» **Provided text**:

»»

As we discussed in a previous article, going digital radically upends the support structures that stand between the creator and the consumer. These legacy institutions do not easily give up the revenue built into their existing models, which is why they fight tooth and nail to hold on to them. Chris Anderson at Wired explains why free is the future of business on the Web:

It's now clear that practically everything Web technology touches starts down the path to gratis, at least as far as we consumers are concerned. Storage now joins bandwidth (YouTube: free) and processing power (Google: free) in the race to the bottom. Basic economics tells us that in a competitive market, price falls to the marginal cost. There's never been a more competitive market than the Internet, and every day the marginal cost of digital information comes closer to nothing.

These changes most certainly apply to printed editions of tabletop role-playing games. WOTC has long known that D&D fans want PDFs of the core rule books. Mearls said as much in an Ask Me Anything (AMA) on Reddit:

I can't say any specific about digital tools, but we're 100% committed to making them happen. I think the easiest way to make D&D fade would be to mistake the core thing about D&D with the way it's delivered. D&D has survived and thrived over the years because it engages the imagination and brings people together in a really unique way. It would be foolish to lose that by equating those things with physical books. Of course, people do like physical products and there's no reason to stop those, but the reverse is also true - we aren't making book lovers happy by pissing off people who want the game delivered digitally, with a robust set of tools.

««

(Labeled-object pointing records)
»»

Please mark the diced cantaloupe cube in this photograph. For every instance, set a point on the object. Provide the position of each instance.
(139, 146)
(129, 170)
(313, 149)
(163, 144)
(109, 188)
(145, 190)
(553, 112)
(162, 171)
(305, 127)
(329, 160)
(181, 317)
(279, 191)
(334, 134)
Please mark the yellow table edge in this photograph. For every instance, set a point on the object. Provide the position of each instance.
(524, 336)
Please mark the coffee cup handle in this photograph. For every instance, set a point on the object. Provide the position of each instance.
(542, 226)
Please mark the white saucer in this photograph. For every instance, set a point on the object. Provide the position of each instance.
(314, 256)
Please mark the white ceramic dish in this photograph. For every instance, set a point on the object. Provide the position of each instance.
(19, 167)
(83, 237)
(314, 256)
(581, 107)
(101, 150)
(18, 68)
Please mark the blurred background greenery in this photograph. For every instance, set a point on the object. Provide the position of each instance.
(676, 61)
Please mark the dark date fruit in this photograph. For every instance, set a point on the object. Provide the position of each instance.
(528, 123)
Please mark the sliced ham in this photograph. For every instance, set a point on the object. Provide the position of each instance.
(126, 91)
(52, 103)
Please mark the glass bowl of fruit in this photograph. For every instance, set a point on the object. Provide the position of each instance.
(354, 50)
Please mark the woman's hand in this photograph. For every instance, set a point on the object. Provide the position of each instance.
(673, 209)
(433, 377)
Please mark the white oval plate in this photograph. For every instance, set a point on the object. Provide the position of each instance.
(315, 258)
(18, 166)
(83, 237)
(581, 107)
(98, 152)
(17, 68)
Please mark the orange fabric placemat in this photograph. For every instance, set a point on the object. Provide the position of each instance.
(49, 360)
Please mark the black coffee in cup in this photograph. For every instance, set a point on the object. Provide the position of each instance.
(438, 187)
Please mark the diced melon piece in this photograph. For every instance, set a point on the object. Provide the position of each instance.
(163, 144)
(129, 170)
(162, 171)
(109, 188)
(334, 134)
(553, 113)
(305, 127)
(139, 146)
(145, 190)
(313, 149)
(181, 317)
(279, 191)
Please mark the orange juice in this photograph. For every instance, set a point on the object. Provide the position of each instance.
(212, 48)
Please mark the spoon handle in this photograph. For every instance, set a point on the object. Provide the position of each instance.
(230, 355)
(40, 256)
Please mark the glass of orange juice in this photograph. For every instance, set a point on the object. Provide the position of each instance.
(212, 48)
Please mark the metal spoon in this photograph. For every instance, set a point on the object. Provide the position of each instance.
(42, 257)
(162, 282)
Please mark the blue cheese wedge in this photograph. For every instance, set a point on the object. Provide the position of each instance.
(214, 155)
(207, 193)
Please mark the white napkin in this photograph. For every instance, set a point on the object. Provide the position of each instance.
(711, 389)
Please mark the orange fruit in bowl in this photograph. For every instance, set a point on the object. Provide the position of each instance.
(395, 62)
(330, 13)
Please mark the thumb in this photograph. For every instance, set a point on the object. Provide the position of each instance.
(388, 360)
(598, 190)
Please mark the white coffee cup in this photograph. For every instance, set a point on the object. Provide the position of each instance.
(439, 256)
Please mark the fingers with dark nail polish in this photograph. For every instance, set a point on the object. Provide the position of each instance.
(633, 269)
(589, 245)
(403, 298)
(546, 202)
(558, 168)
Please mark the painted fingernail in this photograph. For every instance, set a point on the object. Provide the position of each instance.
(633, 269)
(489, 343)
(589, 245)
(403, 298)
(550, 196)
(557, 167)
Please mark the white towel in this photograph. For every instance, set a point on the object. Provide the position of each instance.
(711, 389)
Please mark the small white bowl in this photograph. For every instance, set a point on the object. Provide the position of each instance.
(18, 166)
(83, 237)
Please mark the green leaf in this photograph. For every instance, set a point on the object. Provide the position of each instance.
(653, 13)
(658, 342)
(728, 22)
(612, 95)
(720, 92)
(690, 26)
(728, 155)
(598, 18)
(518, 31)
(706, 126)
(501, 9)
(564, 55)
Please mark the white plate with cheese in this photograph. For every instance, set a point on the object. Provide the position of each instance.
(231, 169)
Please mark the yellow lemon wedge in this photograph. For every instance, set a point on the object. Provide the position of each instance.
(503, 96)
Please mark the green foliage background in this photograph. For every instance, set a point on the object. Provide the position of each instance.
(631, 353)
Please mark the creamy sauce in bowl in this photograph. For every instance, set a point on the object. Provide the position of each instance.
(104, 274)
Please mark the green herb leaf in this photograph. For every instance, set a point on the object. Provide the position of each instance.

««

» **Requirements**:
Answer these questions using the passage on digital publishing:
1. In the quote from Chris Anderson, storage joins which two things in the race to the bottom?
2. What has WOTC long known that D&D fans want?
3. On what site did Mearls hold an Ask Me Anything?
These records have nothing to do with the passage on digital publishing.

» **Exercise result**:
1. Bandwidth and processing power
2. PDFs of the core rule books
3. Reddit